[Extracted data entries]

* * *

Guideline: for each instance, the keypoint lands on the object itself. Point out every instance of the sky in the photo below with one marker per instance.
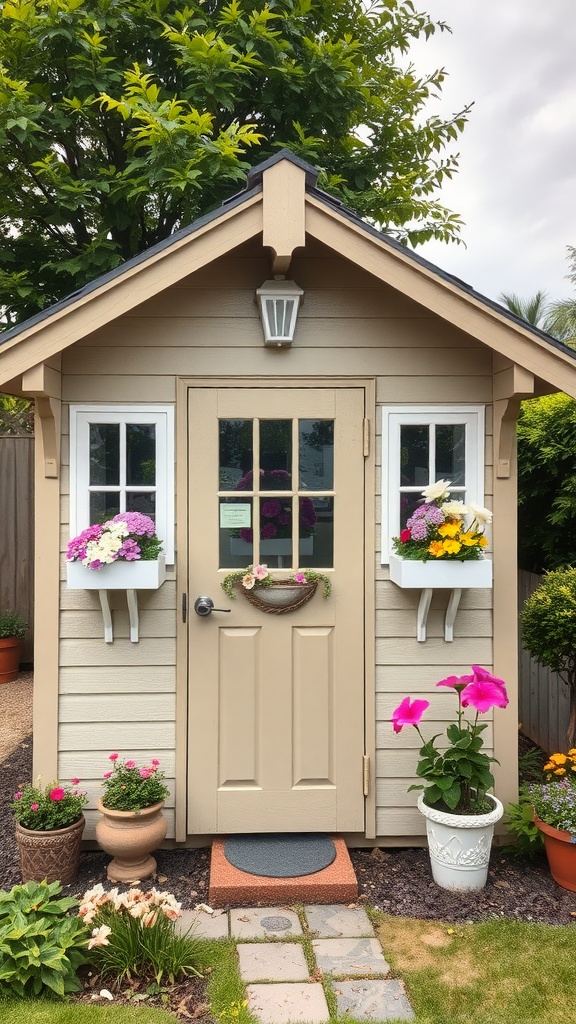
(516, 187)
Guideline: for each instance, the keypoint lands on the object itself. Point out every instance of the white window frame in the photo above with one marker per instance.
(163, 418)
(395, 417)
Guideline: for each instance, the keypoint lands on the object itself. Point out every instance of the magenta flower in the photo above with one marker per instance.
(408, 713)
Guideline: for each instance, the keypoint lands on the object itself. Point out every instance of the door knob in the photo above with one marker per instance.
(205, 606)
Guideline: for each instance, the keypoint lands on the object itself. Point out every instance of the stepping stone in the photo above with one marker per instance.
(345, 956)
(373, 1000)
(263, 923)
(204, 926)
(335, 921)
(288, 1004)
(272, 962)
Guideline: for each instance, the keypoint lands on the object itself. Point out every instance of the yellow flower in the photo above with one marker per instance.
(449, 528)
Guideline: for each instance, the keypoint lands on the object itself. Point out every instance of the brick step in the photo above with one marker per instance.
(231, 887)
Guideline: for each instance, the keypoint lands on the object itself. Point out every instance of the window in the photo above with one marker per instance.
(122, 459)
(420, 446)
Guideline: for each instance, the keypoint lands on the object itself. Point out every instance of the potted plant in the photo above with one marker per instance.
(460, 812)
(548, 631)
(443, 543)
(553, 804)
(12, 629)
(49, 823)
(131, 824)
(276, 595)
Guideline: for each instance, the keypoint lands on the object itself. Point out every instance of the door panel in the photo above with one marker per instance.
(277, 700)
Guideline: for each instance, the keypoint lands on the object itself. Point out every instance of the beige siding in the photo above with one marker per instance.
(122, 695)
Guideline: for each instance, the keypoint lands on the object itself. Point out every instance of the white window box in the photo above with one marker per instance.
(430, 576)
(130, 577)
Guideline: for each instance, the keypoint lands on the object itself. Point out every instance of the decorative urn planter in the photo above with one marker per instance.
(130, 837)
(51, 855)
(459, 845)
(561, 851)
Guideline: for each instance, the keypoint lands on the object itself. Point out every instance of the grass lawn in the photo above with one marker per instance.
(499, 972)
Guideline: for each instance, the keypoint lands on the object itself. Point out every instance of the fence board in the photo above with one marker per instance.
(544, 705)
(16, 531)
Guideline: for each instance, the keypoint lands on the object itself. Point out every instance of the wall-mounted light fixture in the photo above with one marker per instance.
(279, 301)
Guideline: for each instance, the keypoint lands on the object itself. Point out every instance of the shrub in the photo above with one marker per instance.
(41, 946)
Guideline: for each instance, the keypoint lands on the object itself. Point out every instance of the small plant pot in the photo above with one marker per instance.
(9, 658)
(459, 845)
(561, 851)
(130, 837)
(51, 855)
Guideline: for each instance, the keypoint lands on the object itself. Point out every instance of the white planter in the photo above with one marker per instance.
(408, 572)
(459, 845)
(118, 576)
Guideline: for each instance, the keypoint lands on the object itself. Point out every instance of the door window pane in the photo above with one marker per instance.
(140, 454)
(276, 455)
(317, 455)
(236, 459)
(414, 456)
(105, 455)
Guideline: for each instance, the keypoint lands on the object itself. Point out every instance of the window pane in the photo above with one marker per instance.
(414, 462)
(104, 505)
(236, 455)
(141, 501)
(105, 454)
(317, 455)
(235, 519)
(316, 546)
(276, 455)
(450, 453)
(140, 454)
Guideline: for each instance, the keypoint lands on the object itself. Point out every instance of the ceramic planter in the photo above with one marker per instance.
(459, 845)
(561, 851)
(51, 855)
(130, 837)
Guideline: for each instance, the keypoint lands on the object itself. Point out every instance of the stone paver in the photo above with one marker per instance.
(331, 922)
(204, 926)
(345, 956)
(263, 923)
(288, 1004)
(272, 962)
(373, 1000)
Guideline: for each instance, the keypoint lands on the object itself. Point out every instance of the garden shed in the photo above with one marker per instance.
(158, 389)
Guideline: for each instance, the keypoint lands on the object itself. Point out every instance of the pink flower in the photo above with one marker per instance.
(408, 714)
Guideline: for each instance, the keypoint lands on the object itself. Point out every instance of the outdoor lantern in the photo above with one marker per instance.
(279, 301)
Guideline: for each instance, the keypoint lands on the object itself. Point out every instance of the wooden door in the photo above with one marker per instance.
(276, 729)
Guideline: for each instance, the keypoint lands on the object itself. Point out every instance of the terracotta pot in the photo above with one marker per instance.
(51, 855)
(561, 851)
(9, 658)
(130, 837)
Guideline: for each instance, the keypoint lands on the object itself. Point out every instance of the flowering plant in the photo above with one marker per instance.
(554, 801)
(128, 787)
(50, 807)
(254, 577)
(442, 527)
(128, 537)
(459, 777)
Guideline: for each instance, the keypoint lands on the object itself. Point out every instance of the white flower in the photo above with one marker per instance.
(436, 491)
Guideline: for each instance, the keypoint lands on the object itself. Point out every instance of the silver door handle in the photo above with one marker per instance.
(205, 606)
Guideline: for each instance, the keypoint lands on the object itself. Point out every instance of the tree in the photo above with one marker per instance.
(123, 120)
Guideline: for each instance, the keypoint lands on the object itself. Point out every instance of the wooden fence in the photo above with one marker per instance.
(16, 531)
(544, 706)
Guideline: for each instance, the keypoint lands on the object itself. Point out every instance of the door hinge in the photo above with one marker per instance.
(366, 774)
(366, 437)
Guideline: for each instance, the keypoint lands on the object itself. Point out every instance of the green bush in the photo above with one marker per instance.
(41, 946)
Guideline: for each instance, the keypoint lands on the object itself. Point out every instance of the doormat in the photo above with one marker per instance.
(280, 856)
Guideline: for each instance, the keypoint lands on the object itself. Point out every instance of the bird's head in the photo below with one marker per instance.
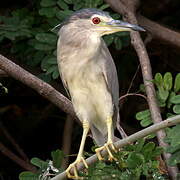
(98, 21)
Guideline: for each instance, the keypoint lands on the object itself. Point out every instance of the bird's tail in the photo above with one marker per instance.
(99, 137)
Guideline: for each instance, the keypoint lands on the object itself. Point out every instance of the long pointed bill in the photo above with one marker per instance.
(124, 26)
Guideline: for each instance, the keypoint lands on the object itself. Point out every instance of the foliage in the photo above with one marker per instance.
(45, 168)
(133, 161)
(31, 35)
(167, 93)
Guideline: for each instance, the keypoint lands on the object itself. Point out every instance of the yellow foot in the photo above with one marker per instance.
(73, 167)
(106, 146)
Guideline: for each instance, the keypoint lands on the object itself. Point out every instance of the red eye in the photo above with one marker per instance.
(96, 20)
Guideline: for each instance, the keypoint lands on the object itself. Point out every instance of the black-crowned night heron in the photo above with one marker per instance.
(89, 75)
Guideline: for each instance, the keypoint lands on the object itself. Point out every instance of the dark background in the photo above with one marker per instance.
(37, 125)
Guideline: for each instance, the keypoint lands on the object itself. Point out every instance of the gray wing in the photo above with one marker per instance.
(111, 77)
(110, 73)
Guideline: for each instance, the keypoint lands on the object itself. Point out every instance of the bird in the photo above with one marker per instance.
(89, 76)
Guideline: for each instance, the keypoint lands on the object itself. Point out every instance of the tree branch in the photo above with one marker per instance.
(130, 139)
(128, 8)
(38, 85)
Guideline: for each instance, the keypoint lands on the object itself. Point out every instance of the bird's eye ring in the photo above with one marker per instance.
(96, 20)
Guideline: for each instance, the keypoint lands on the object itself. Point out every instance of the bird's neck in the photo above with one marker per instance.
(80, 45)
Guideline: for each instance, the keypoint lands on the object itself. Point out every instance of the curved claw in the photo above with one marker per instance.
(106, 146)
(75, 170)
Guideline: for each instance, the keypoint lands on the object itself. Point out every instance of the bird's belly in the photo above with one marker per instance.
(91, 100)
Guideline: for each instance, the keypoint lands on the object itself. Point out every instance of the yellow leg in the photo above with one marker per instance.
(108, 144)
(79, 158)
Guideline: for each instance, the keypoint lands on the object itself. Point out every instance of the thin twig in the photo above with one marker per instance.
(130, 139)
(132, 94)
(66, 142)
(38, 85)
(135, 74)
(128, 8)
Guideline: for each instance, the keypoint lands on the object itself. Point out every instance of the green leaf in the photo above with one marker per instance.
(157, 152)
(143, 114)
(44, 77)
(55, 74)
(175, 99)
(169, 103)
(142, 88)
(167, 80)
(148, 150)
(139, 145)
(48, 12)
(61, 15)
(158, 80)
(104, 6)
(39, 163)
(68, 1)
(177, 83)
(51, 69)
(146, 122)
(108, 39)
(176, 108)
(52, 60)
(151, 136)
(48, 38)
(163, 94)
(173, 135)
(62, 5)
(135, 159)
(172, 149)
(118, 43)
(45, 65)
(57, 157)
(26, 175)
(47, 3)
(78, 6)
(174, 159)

* * *

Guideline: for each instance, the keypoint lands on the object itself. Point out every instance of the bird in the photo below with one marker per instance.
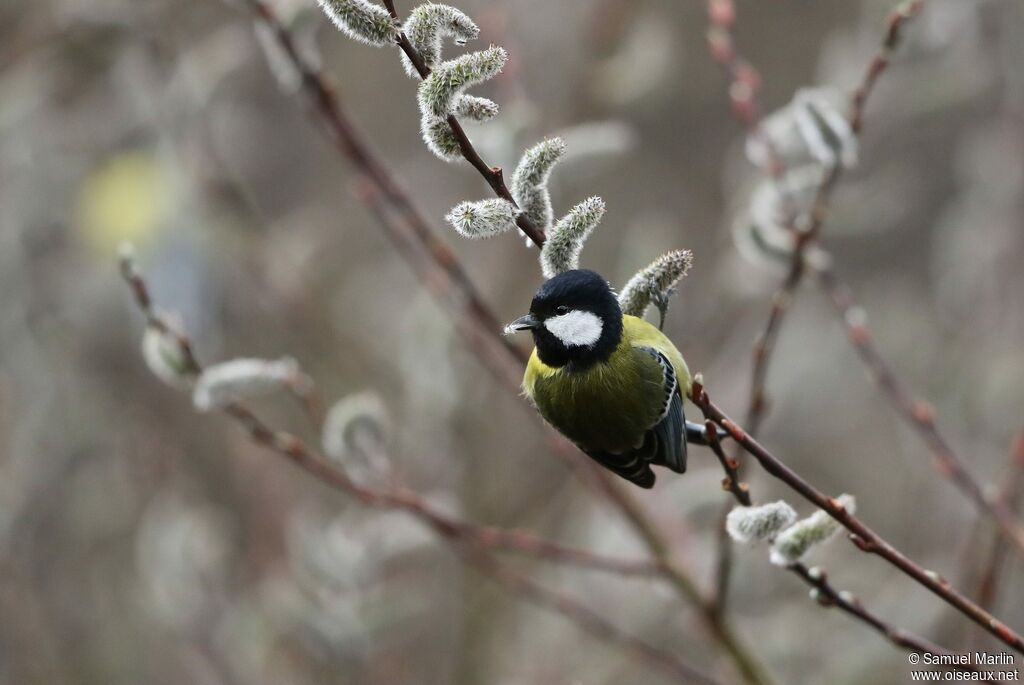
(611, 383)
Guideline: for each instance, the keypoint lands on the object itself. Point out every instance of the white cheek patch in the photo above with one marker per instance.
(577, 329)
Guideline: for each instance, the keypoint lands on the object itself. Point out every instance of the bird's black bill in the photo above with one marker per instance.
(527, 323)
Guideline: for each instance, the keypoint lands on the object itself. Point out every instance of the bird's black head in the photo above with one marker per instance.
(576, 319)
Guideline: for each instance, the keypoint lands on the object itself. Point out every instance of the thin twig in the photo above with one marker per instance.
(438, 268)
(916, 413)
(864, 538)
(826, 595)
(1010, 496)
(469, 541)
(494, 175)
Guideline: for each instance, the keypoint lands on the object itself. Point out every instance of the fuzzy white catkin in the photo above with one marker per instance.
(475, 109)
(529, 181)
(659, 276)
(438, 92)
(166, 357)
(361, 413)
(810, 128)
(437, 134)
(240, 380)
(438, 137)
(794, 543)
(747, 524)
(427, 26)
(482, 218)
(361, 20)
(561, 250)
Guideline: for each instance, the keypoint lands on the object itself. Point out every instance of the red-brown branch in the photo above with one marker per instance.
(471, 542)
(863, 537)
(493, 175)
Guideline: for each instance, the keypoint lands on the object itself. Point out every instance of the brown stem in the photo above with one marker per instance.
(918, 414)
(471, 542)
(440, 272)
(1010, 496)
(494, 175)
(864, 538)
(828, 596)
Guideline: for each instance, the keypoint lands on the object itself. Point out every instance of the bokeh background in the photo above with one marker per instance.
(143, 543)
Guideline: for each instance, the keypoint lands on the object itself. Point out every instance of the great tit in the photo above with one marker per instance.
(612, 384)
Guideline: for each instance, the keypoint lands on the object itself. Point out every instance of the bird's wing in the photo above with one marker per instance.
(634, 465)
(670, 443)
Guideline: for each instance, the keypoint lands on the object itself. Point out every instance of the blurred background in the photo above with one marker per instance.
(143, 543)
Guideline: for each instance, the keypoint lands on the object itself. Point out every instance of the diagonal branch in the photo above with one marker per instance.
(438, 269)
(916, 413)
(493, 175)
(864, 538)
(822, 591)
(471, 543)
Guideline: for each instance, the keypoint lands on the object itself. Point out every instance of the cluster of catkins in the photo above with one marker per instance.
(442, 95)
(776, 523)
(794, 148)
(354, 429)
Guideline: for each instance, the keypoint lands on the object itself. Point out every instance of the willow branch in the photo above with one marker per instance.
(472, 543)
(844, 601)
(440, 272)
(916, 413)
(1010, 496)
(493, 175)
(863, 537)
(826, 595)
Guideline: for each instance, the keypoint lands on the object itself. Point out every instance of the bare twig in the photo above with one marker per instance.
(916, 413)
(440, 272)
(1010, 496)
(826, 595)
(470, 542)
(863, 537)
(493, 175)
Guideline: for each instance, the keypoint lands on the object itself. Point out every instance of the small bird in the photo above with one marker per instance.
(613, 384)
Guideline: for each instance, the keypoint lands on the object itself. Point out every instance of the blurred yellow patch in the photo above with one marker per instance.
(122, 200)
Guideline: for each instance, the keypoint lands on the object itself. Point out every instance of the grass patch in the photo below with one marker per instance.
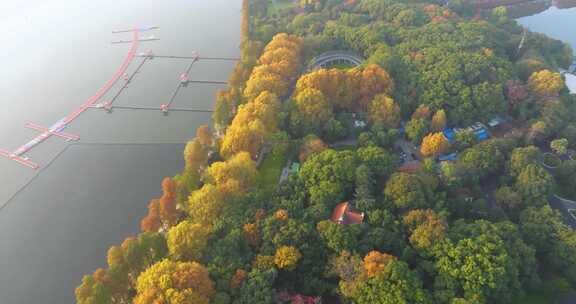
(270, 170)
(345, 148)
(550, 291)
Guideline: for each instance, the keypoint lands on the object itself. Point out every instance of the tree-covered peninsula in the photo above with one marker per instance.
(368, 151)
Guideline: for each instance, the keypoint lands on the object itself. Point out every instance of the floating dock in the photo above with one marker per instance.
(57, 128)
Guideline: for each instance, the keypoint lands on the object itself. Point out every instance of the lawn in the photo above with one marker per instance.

* * *

WORK INSTRUCTIONS:
Take the part of the records that opens with the line containing "the grass patch" and closes with the line containing "of the lawn", and write it out again with "marker" swapped for "dot" and nothing else changed. Omit the pictures.

SOLUTION:
Guideline: for each instance, the keypoint lands on the object itself. Point out every instance of the grass patch in the photo below with one dot per instance.
(270, 170)
(345, 148)
(550, 291)
Guideline: for each instance, the keypoint lands on the object itself. Point out every instance of the tree-covered peninsula in the photo above with one dot per instance.
(368, 151)
Guideline: for each instance, the keypoint lands on the object itself. Point out every instance of the floating dock in the photo above with one dot per instance.
(57, 128)
Guideline: for each instance, the keypoint lands on the object itself. Point out every instance of the lawn in the photo above with one dot per instance.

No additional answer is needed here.